(TESTO DATO):
Giornalista politico-economico

Giornalista e divulgatore esperto di geopolitica, guerra e tematiche ambientali. Collabora con testate nazionali e realtà accademiche.

Pubblicato: 25 Settembre 2023 18:45

La guerra d’Ucraina è il tragico sintomo regionale di una guerra più ampia per l’egemonia globale, che dunque sconvolge lo scacchiere geopolitico anche in altre parti del mondo. Una di queste è senza dubbio l’Asia Centrale. Esteso e strategico regno di mezzo tra Cina e Russia, che neanche troppo segretamente bramano e manovrano per assoggettarlo alla loro influenza. Progetti economici, corridoi energetici, propaganda, infrastrutture, risorse idriche, aiuti militari a questa o quella fazione interna fomentata contro un’altra.

Una partita che non poteva lasciare fuori dal tavolo del gioco anche l’egemone globale: gli Stati Uniti. I protagonisti sono tutti quei Paesi che finiscono in -stan, ben consapevoli del loro preziosissimo ruolo in termini geopolitici, materiali ed economici. Uno scontro silenzioso tra grandi potenze per un tesoro strategico: Kazakistan, Kirghizistan, Tagikistan, Turkmenistan, Uzbekistan. Vediamo in che modo.

(DATI ESTRATTI):
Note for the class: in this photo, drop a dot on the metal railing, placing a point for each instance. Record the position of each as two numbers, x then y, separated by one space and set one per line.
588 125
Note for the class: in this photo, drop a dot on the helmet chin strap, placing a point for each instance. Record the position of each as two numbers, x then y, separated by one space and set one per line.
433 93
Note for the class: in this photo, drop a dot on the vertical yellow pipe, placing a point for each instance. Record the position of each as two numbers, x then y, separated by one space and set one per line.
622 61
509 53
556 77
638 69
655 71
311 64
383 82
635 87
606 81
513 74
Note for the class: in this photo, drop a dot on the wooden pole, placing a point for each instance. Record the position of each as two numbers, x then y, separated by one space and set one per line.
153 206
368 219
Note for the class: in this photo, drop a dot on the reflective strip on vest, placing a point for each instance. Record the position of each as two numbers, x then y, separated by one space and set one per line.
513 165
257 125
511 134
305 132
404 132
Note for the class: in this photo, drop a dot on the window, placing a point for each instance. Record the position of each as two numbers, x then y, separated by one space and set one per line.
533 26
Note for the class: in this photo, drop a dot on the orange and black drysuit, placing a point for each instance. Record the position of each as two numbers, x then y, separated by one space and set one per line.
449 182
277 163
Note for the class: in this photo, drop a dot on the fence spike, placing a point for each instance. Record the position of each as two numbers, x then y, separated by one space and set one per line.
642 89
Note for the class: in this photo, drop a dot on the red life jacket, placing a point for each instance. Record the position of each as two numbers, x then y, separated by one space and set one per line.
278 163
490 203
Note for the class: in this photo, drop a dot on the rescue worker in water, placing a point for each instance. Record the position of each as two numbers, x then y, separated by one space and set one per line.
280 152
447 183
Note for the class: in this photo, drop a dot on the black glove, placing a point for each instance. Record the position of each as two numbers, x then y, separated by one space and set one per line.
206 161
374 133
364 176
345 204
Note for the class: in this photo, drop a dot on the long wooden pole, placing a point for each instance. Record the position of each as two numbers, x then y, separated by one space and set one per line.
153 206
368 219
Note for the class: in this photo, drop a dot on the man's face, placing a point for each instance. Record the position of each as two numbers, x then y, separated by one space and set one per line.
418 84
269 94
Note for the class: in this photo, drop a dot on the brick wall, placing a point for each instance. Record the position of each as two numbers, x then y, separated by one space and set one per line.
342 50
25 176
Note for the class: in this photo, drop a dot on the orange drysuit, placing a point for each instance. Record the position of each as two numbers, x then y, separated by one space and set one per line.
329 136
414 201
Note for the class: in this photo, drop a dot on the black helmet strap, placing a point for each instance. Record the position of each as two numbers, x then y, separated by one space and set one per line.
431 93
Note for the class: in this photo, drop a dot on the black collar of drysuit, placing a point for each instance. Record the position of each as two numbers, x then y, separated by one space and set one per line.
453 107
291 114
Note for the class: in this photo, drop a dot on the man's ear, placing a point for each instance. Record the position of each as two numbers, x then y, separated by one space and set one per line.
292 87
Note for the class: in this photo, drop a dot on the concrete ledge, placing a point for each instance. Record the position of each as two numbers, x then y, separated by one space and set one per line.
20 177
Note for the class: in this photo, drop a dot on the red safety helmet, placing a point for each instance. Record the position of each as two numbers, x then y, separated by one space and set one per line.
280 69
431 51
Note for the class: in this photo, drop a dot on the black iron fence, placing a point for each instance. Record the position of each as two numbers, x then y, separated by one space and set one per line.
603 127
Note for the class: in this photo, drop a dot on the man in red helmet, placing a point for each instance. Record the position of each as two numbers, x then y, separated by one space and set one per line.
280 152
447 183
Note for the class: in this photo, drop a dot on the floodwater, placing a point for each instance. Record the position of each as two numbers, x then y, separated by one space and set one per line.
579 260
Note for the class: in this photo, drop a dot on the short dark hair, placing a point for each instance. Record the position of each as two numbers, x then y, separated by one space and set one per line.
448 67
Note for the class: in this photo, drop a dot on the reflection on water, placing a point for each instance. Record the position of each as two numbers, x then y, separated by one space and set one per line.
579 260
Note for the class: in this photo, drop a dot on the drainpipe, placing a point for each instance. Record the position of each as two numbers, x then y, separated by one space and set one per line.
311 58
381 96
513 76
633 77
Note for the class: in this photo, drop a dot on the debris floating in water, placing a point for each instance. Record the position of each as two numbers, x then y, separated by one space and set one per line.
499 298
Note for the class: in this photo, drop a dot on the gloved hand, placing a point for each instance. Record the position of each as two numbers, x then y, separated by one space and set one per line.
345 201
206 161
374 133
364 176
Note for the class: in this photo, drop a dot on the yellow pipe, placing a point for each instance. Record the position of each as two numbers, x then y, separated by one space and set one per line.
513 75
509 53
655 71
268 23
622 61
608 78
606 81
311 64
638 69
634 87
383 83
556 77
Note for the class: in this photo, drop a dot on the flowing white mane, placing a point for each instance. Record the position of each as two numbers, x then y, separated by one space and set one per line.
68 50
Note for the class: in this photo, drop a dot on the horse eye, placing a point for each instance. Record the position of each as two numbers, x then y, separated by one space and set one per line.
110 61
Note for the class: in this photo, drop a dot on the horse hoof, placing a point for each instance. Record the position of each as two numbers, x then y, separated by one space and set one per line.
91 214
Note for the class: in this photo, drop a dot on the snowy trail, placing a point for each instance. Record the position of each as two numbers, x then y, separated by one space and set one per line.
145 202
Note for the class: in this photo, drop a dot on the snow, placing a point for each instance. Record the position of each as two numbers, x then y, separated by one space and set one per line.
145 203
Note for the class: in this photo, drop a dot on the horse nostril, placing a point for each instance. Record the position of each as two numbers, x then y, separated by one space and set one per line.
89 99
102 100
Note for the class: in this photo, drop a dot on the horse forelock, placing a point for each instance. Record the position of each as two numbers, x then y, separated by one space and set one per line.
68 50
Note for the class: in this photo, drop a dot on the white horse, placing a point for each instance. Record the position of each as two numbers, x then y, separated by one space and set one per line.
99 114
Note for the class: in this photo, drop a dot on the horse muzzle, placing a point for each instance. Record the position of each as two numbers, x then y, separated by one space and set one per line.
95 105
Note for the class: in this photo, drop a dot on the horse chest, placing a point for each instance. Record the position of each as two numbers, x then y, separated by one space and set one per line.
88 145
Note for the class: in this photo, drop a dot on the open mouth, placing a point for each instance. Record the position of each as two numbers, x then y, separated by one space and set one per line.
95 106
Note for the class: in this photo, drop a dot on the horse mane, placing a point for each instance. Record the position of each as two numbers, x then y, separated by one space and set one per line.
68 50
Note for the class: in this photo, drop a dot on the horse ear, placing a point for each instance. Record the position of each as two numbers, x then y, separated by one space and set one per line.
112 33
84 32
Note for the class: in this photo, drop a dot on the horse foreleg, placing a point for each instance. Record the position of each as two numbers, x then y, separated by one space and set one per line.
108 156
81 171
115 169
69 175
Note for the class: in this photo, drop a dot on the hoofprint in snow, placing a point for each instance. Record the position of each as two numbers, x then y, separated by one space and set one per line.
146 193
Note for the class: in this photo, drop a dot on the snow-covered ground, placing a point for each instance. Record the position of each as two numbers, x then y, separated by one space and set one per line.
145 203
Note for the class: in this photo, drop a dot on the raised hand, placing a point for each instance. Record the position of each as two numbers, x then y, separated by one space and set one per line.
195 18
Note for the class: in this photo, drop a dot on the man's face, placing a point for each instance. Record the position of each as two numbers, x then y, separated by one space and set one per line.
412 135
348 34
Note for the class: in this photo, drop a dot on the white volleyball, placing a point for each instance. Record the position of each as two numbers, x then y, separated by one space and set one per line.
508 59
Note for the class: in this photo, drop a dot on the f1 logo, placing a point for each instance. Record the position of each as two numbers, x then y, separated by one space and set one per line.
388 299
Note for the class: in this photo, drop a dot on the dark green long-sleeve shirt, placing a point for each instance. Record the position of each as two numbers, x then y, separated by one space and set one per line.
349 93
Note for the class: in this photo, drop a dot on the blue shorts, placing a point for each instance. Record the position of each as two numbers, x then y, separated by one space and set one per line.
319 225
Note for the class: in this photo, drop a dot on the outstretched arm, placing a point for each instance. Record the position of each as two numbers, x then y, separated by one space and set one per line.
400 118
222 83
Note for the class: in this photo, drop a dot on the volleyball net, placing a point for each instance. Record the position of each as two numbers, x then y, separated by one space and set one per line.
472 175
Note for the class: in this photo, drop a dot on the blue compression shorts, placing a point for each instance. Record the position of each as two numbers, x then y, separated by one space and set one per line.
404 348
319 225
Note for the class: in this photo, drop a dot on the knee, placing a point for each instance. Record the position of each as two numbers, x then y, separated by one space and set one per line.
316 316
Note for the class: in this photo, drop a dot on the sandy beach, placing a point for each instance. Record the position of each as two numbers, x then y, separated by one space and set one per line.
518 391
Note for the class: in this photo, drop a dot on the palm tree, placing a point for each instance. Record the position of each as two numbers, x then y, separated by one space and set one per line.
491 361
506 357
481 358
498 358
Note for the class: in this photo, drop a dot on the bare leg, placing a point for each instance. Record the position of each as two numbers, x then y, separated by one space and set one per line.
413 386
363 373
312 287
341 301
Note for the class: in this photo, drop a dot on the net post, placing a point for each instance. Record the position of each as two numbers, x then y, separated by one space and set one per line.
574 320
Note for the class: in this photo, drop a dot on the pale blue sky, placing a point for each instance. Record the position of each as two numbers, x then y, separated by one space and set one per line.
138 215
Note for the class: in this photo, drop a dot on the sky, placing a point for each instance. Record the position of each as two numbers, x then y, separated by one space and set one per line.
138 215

(ESERCIZIO BREVE 1):
Rispondi alle domande sul testo dedicato all'Asia Centrale.
(a) Fra quali due Paesi si estende l'Asia Centrale, secondo il testo?
(b) Quale Paese viene indicato come "l'egemone globale"?
(c) Quali Paesi sono elencati come protagonisti dello scontro?
(ESERCIZIO BREVE 2):
Mostra tutte le righe dei dati che contengono la stringa "volleyball", facendo distinzione tra maiuscole e minuscole.
Le righe riportate non hanno alcun rapporto con il testo.

(SOLUZIONE 1):
(a) Fra la Cina e la Russia.
(b) Gli Stati Uniti.
(c) Kazakistan, Kirghizistan, Tagikistan, Turkmenistan e Uzbekistan.

(SOLUZIONE 2):
Note for the class: in this photo, drop a dot on the white volleyball, placing a point for each instance. Record the position of each as two numbers, x then y, separated by one space and set one per line.
Note for the class: in this photo, drop a dot on the volleyball net, placing a point for each instance. Record the position of each as two numbers, x then y, separated by one space and set one per line.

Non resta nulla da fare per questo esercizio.